Ignoring the pictures, copy the data exactly.

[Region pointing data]
<<<<
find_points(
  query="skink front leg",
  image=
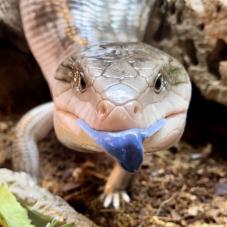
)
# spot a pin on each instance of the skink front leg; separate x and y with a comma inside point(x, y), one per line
point(115, 188)
point(32, 127)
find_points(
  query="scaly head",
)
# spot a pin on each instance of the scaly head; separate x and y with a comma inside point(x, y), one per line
point(118, 86)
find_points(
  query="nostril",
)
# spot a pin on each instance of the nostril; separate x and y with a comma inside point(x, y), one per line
point(136, 109)
point(102, 109)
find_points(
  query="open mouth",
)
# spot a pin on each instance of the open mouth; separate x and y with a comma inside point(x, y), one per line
point(125, 146)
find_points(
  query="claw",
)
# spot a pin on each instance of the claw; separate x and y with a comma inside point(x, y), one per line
point(125, 197)
point(115, 199)
point(108, 200)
>>>>
- [Solution to the exercise]:
find_points(
  query="skink front leg",
  image=
)
# spot a pin on each instance of the skink front leg; separate x and y with a comma inside point(x, y), one per line
point(115, 188)
point(32, 127)
find_points(
  query="scaly head",
)
# spot a pin on each instance of the scaly head; separate x and y with a comma inside point(x, y), one per line
point(118, 86)
find_points(
  query="nostril",
)
# spot a pin on each instance of the nostril; separate x and y with a comma inside point(x, y), one per line
point(136, 109)
point(102, 109)
find_points(
  query="open mouth",
)
# spot a pin on each instance of the open mouth; separate x and y with a comma inside point(x, y), one per line
point(125, 146)
find_points(
  query="claw",
)
# spot a pin on each instance of the claw; separate x and y with a comma inside point(x, y), one per line
point(125, 197)
point(115, 199)
point(108, 200)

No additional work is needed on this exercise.